TASK GOAL =>
Render the rows below as a two-column CSV with the header prompt_text,answer_points and one line for each row. Put each row's text and its answer in their own quoted fields, with any line breaks replaced by spaces.

INPUT ROWS =>
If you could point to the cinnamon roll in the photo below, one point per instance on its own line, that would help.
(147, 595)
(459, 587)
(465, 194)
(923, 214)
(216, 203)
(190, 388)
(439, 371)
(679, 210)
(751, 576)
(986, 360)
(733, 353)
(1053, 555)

TASK RESULT =>
prompt_text,answer_points
"If you could point to the cinnamon roll in the photo below, one point per instance on its own line, that would help.","(147, 595) (459, 587) (465, 194) (923, 214) (216, 203) (190, 388) (439, 371) (679, 210) (751, 576) (986, 360) (733, 353) (1053, 555)"